*TAREFAS*:
(a) Segundo o texto sobre o processo de Alistair McAlpine, em que ano o nome McAlpine foi denunciado às autoridades?
(b) Escreva a continuação do texto sobre o processo de Alistair McAlpine a partir do ponto em que termina.

Se o político conservador britânico Alistair McAlpine tivesse uma conta no Twitter, esta poderia ser uma das suas mais recentes mensagens: "Antes de escrever ou partilhar um tweet, pense dois segundos." Pelo menos é esta a ideia que fica depois de McAlpine ter avançado com um processo judicial contra milhares de pessoas cujas mensagens no Twitter relacionaram o seu nome com um escândalo de abuso sexual de menores no Reino Unido investigado em finais da década de 1990.

O caso começou com a transmissão de uma reportagem do programa Newsnight, da BBC2, no início do mês. Apesar de o antigo tesoureiro do Partido Conservador na era Thatcher não ter sido identificado no programa da estação britânica, a associação tornou-se evidente para muitos – o nome McAlpine fora denunciado às autoridades em 1997 por Steve Messham, a mesma vítima de abusos sexuais que contou aos jornalistas do programa Newsnight que o abusador foi uma destacada figura do Partido Conservador durante a governação de Margaret Thatcher.

*DADOS*:
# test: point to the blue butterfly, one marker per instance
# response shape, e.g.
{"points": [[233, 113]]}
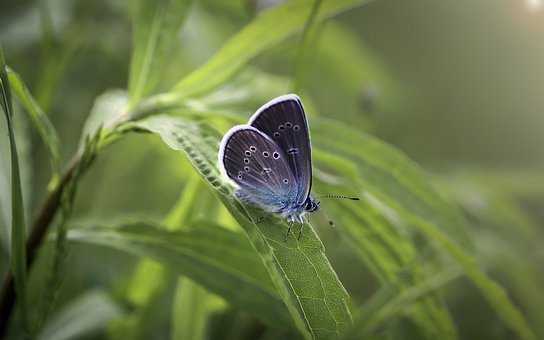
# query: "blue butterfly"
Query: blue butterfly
{"points": [[270, 159]]}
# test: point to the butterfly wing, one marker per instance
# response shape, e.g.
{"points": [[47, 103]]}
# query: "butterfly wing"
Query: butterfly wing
{"points": [[284, 121], [259, 167]]}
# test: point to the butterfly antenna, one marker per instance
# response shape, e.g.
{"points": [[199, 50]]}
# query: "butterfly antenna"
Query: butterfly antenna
{"points": [[353, 198]]}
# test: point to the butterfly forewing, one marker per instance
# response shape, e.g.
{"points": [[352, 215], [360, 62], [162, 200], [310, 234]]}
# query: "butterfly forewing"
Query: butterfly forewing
{"points": [[259, 167], [284, 121]]}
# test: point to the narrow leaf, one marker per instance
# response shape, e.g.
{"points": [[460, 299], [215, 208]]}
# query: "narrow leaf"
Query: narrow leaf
{"points": [[40, 120], [155, 27], [217, 259], [400, 185], [82, 317], [190, 311], [18, 227], [262, 33], [109, 110]]}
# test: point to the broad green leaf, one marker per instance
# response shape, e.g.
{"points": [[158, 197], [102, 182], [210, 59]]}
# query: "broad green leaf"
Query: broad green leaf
{"points": [[109, 110], [219, 260], [262, 33], [39, 118], [18, 227], [299, 269], [396, 181], [390, 302], [82, 317], [155, 24]]}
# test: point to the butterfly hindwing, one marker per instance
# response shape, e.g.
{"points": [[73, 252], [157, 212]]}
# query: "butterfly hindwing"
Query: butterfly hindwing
{"points": [[284, 121], [259, 167]]}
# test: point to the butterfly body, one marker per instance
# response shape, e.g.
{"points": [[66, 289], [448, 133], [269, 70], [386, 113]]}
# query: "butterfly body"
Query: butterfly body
{"points": [[269, 159]]}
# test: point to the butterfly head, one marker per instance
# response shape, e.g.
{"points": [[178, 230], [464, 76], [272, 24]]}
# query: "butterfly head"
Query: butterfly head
{"points": [[311, 205]]}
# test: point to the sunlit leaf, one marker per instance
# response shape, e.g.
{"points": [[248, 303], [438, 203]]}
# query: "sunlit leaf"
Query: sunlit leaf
{"points": [[155, 27], [109, 109], [190, 311], [302, 274], [219, 260], [39, 118], [18, 226], [262, 33], [84, 316], [392, 177]]}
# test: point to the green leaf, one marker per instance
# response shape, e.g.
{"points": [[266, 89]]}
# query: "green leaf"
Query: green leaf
{"points": [[386, 304], [190, 311], [393, 259], [398, 184], [18, 227], [300, 271], [39, 118], [262, 33], [155, 27], [219, 260], [109, 110], [82, 317]]}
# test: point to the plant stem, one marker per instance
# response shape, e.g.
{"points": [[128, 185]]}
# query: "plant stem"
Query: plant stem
{"points": [[39, 230]]}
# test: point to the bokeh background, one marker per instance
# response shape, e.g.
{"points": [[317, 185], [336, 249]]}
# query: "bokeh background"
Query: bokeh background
{"points": [[456, 85]]}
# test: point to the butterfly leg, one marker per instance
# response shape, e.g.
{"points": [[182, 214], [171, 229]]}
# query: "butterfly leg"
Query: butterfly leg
{"points": [[260, 219], [301, 221], [288, 231]]}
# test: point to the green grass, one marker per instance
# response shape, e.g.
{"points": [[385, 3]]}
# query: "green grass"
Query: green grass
{"points": [[118, 256]]}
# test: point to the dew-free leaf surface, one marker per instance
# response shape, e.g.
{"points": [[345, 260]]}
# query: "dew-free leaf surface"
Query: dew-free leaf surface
{"points": [[300, 271]]}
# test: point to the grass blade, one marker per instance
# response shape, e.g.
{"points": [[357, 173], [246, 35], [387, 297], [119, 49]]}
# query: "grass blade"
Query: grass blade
{"points": [[155, 26], [40, 120], [87, 314], [219, 260], [398, 183], [262, 33], [300, 271], [18, 227]]}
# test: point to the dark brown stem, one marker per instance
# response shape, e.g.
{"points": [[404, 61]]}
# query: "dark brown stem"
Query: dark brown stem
{"points": [[39, 230]]}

*RESPOSTAS*:
(a) Em 1997.

(b)
O primeiro problema é que no processo de 1997 Steve Messham nunca foi além de um único nome: McAlpine; o segundo problema é que havia pelo menos dois outros familiares de McAlpine na área onde foram cometidos os abusos, cujos nomes constam do processo de 1997; e o terceiro problema é que milhares de britânicos juntaram dois mais dois após a transmissão do programa da BBC e a conta final não deu quatro.

Depois de uma investigação do jornal The Guardian, que apontou as falhas no trabalho do programa Newsnight, Alistair McAlpine afirmou que as alegações são "completamente falsas e difamatórias" e a BBC pediu desculpas e concordou em pagar quase 230 mil euros ao político conservador. Por essa altura, já o Twitter tinha sido inundado de mensagens que ligavam Alistair McAlpine ao escândalo de abusos sexuais no Reino Unido. Para além de milhares de cidadãos comuns, vários nomes conhecidos no país apanharam boleia da onda de especulações, como o escritor e colunista do The Guardian George Monboit – que apagou os tweets comprometedores e, mais tarde, pediu desculpas públicas a McAlpine – e Sally Bercow, mulher do speaker da Câmara dos Comuns, John Bercow.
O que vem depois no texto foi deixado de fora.